START TEXT SHOWN

Oct 29, 2018 09:38PM ● By Melanie A. Albert

 

 

 

 

 

 

 

Enjoy celebrating Thanksgiving with your family and friends, and have fun creating some beautiful plant-based dishes to add to your meal. Thanksgiving is such a popular holiday, as it focuses on a few of people’s favorites: food, family and friends. It also happens to be a busy time of the year. Use these simple steps to be mindful with your cooking and enjoy Thanksgiving even more this year. The steps and recipes are your guide to experiment in the kitchen and share your culinary creations with your family and friends.

 

  1. Preview shop at your local farmers’ market. A week or two prior to Thanksgiving weekend, visit your local farmers’ market to see what farmers are growing locally this season. This way, you’ll have an idea of what local produce you’ll have available for your plant-based Thanksgiving dishes.
  1. Research recipe ideas. Once you have an idea of the foods that local farmers are growing, spend a little time brainstorming a few different plant-based dishes you’d like to share with your family and friends this Thanksgiving. Maybe it’s an appetizer, side dish, or even a dessert. If you are new to plant-based cooking, use the recipes in this article, or research for ideas online, in cookbooks, or ask your friends for their ideas.
  1. Test your recipes. If you are thinking about preparing a new-to-you recipe or cooking technique for Thanksgiving, then a week before buy some produce at the farmers’ market and experiment with recipe testing. Be creative and intuitively create with what’s available from local farmers. Be sure to taste test while you’re cooking and make any refinements in your flavors. Use your intuition and add additional ingredients to create the flavors you enjoy.
  1. Plan and enjoy shopping. Part of the Thanksgiving holiday is enjoying the shopping and cooking process while preparing your dishes for family and friends. Whether you are cooking at home or taking a dish to a Thanksgiving dinner you’ve been invited to, enjoy the shopping and cooking process. Once you’ve determined your plant-based dish recipe, create a list of ingredients you’ll need. Be sure to include the veggies, fruit, nuts and seeds, and any staples, such as organic extra virgin olive oil and sea salt.
  1. Be organized and enjoy cooking. Set up your mise en place—that is, get all your ingredients and cooking equipment in place—before you start cooking. This organization in the kitchen creates a mindful cooking environment and makes the flow of cooking so much easier. Plus, when we set up with our mise en place, we can be sure to have everything we need to cook with prior to starting our cooking.
  1. Mindfully plate. We eat with our eyes first. Often when we eat out at restaurants, the food on the plate looks beautiful and adds to the positive dining experience. For Thanksgiving, we can also plate our dishes—such as the olive tapenade and squash soup (see recipes below)—to make them pleasing to the eye. With plating, we mindfully and consciously place the food on our plate, or even into a bowl, to enhance the beauty and visual appeal of our meals. Use a variety of foods, textures and colors to add to the beauty of a dish.

END TEXT SHOWN
START RECORDS SHOWN

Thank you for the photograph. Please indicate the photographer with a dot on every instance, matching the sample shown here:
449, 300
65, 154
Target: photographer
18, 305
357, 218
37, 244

END RECORDS SHOWN

WORK INSTRUCTIONS ::
1) Please return the part of the Thanksgiving cooking article above starting with "1. Preview shop" and going on through "for their ideas.".
2) According to the Thanksgiving cooking article above, how long before Thanksgiving weekend should you visit your local farmers' market to preview what is available?
3) In the Thanksgiving cooking article above, turn the paragraph beginning "Be organized and enjoy cooking" into a short list that keeps its main facts.

TASK-BY-TASK OUTPUTS ::
1)
1. Preview shop at your local farmers’ market. A week or two prior to Thanksgiving weekend, visit your local farmers’ market to see what farmers are growing locally this season. This way, you’ll have an idea of what local produce you’ll have available for your plant-based Thanksgiving dishes.
  1. Research recipe ideas. Once you have an idea of the foods that local farmers are growing, spend a little time brainstorming a few different plant-based dishes you’d like to share with your family and friends this Thanksgiving. Maybe it’s an appetizer, side dish, or even a dessert. If you are new to plant-based cooking, use the recipes in this article, or research for ideas online, in cookbooks, or ask your friends for their ideas.

2) A week or two before Thanksgiving weekend.

3)
- Set up your mise en place: have all ingredients and cooking equipment in place before you start cooking.
- This organization creates a mindful cooking environment and makes cooking flow more easily.
- It ensures you have everything you need before you begin.